Reproduce all of the records exactly.

==== Task input

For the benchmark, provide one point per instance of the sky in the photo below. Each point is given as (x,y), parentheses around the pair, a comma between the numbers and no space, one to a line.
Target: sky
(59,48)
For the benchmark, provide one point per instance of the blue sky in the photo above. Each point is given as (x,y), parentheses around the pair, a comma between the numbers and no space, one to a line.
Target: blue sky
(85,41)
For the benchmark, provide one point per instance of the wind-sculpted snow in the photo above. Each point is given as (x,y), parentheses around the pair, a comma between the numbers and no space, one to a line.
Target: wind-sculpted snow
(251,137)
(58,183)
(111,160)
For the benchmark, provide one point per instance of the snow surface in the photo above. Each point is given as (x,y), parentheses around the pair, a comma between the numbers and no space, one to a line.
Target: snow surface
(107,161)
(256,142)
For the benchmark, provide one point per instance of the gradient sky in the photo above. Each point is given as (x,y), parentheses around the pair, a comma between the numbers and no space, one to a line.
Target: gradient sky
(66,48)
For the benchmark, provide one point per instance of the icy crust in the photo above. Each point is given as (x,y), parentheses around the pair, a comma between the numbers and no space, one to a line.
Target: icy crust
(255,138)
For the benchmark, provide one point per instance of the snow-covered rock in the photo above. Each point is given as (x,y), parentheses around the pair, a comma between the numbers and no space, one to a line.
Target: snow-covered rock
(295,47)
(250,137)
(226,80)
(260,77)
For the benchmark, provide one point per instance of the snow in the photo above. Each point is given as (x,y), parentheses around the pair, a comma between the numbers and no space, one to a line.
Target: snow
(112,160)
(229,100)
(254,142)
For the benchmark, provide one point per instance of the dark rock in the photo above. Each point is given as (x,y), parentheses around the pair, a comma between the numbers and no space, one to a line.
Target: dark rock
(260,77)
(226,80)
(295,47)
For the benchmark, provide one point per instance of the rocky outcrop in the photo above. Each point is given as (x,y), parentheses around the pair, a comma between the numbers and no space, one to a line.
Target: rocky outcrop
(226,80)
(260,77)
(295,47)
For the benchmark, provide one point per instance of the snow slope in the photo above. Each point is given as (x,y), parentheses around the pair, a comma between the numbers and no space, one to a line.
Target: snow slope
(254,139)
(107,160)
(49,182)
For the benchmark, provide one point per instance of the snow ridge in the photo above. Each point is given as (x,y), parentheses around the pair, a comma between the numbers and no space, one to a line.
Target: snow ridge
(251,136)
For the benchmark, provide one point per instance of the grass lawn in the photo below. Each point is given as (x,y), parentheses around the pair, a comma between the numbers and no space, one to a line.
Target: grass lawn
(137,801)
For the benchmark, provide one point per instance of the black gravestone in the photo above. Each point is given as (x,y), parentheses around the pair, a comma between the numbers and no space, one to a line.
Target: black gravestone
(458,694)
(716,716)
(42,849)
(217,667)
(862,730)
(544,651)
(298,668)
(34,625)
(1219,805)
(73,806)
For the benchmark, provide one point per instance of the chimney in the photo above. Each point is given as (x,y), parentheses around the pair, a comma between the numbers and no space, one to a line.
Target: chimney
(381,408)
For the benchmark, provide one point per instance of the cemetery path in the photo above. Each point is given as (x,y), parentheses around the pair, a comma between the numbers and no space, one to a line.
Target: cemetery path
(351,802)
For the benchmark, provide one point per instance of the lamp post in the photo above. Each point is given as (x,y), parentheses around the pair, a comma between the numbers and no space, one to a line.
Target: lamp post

========

Solution for this problem:
For the benchmark, provide one point per instance of the sky in the photo below. Each point is given as (x,y), parentheses around the pair, a comma between the numbers and no space, one to a line.
Target: sky
(59,48)
For the benchmark, provide one point per instance of the blue sky in the photo above. Each point is given as (x,y), parentheses around the pair, a comma between the numbers and no space, one to a line.
Target: blue sky
(85,41)
For the benchmark, provide one point per instance of the wind-sculpted snow in the photo above. Each point is given as (x,y), parentheses around the pair, a comma between the numbers and no space, one to a line.
Target: wind-sculpted snow
(251,137)
(58,183)
(111,160)
For the benchmark, provide one point per instance of the snow surface in the photo above. Each point is given as (x,y), parentheses around the pair, a comma between the numbers and no space, one to a line.
Target: snow surface
(107,161)
(256,142)
For the benchmark, provide one point per instance of the gradient sky in the photo above. Each point is given as (x,y), parentheses around the pair, a comma between the numbers and no space, one to a line.
Target: gradient sky
(66,48)
For the benchmark, provide one point per instance of the icy crust in the photo above. Each point is given as (x,y), parentheses around the pair, a comma between the numbers and no space, one to a line.
Target: icy crust
(255,138)
For the benchmark, provide one point per instance of the snow-covered rock in the photo above. Each point is given as (x,y), parentheses around the pair, a comma between the numbers and no space, one to a line.
Target: snow-covered rock
(295,47)
(250,137)
(226,80)
(260,77)
For the benchmark, provide one point per instance of the snow in the photo above. Each point is given as (x,y), parentheses around the pair, a comma between the numbers and no space, one to a line.
Target: snow
(112,160)
(229,100)
(254,142)
For the benchmark, provide one point per instance of the dark rock in the photo above. Each point is given as (x,y), parentheses around the pair, a comma between the numbers and no space, one to a line.
Target: dark rock
(260,77)
(226,80)
(295,47)
For the benchmark, provide one point per instance of the rocky outcrop in the photo above. Each point is given as (x,y), parentheses around the pair, a comma between the numbers and no space, one to a line.
Target: rocky outcrop
(226,80)
(260,77)
(295,47)
For the benchmark, provide one point per instance of the snow slope in the photo above. Each point is given as (x,y), parentheses around the pair, a comma between the numbers and no space, one to a line.
Target: snow slope
(254,139)
(107,160)
(49,182)
For the benchmark, provide one point per instance of the snow ridge in the photo above. Each point is given as (x,y), parentheses around the pair, a comma between the numbers and no space, one to a line.
Target: snow ridge
(251,136)
For the benchmark, provide one point per instance of the grass lawn in the photo below. Each point is given as (x,y), parentheses around the pair, a comma between the numbers and no space, one to a line.
Target: grass lawn
(137,801)
For the benchmark, provide one point per instance of the black gravestone in the photo above. Each point is given as (x,y), parentheses around the pair, a comma between the numbers and no space, one to a line.
Target: black gravestone
(458,694)
(716,716)
(42,849)
(217,667)
(862,730)
(544,651)
(298,668)
(34,625)
(1219,805)
(73,806)
For the benchmark, provide one point per instance of the chimney in the photo above. Each point is given as (x,y), parentheses around the pair, a comma between the numbers and no space, one to a line.
Target: chimney
(381,408)
For the benchmark, provide one point per instance of the cemetery path in the photo above. Each point is given as (x,y), parentheses around the pair, a comma between the numbers and no space, one to a line.
Target: cemetery path
(351,802)
For the benchmark, provide one point per instance of the lamp post in the photo above. Each point is given as (x,y), parentheses around the pair, a comma between the numbers and no space, one to a line.
Target: lamp post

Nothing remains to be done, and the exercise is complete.